_TASK DETAILS_
Write out the listing again, starting with the line that contains "Tag one spot per instance of the bicycle cable" and going through the end of the listing. Change "cable" to "wire", keep everything else the same, and leave out the pictures.

_RECORDED INFORMATION_
• • • • • • •

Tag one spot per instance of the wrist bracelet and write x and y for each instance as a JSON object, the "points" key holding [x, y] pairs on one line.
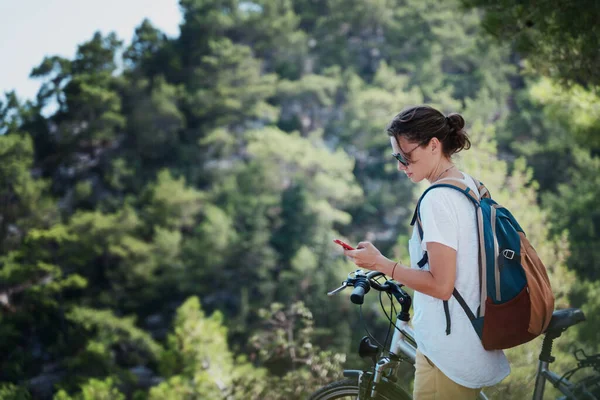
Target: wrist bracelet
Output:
{"points": [[394, 269]]}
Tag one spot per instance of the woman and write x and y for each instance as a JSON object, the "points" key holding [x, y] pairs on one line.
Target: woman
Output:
{"points": [[450, 365]]}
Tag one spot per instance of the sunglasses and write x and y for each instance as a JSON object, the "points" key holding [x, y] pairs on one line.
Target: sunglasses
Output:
{"points": [[403, 158]]}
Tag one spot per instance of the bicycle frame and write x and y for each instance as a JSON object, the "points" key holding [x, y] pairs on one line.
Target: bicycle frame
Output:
{"points": [[543, 375], [401, 347]]}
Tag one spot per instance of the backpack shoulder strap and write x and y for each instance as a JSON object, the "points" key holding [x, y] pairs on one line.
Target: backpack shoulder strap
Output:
{"points": [[452, 183], [483, 192]]}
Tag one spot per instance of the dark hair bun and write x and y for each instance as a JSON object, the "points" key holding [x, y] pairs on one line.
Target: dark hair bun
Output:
{"points": [[456, 122], [457, 139]]}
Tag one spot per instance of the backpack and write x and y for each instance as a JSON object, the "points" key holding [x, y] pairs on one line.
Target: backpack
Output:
{"points": [[516, 302]]}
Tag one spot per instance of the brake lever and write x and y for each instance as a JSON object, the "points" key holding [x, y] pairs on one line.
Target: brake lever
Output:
{"points": [[344, 286]]}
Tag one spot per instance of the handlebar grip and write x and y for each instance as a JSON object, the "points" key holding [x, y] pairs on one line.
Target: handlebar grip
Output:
{"points": [[358, 294]]}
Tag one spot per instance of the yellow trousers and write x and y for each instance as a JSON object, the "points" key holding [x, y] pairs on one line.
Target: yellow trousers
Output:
{"points": [[432, 384]]}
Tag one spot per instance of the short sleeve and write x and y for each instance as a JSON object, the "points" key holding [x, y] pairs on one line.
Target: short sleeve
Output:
{"points": [[439, 219]]}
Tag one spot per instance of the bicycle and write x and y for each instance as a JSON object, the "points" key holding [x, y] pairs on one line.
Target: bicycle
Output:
{"points": [[381, 381]]}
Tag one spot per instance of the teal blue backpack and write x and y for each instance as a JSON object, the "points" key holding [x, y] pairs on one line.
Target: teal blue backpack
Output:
{"points": [[516, 301]]}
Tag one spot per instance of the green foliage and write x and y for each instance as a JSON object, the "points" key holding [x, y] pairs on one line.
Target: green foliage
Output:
{"points": [[8, 391], [94, 389], [547, 34], [221, 163], [23, 199]]}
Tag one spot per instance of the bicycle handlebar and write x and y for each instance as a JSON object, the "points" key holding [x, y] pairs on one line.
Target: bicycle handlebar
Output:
{"points": [[363, 282]]}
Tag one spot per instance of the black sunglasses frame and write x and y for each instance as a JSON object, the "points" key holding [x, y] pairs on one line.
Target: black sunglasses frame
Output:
{"points": [[402, 159]]}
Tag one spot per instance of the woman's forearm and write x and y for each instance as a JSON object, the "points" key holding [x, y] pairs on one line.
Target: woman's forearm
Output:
{"points": [[419, 280]]}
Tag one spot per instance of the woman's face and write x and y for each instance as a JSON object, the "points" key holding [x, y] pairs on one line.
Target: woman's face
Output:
{"points": [[419, 158]]}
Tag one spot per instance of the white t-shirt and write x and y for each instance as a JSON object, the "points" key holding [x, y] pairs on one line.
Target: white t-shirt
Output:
{"points": [[449, 218]]}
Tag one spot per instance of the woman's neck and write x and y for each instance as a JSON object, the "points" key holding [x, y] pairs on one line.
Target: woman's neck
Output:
{"points": [[443, 170]]}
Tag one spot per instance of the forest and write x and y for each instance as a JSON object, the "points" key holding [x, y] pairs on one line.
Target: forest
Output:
{"points": [[168, 204]]}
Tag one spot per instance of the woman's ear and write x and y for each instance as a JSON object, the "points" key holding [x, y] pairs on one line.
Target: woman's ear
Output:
{"points": [[435, 144]]}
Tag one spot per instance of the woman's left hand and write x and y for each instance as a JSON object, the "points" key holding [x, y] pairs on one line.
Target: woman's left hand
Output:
{"points": [[365, 256]]}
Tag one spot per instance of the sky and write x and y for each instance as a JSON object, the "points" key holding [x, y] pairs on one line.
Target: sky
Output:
{"points": [[33, 29]]}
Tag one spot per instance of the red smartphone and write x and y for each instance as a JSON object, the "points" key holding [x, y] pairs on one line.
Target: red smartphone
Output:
{"points": [[344, 245]]}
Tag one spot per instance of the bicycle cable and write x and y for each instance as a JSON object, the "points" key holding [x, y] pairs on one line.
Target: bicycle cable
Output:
{"points": [[387, 335], [389, 318], [362, 318]]}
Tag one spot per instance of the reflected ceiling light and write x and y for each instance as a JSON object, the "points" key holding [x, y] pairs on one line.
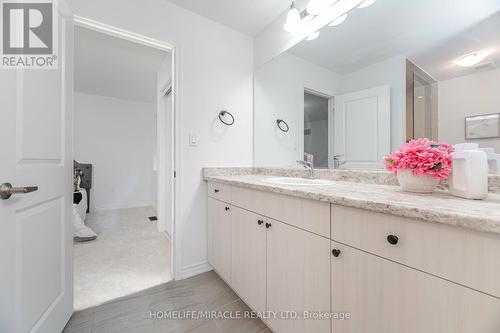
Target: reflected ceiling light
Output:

• • • • • • •

_CORRECT ANSWER_
Tag one spot per instance of the bicycle wire and write x and y for each instance as a JSON object, the "points" key holding [x, y] pairs on one line.
Target: bicycle wire
Output:
{"points": [[387, 335], [389, 318], [362, 318]]}
Tag one spot per instance of the reflected ceiling light and write x and y for each instance as a JSON object, the "points" key holding [x, y] pairs on one line.
Target: reflected ceiling light
Output:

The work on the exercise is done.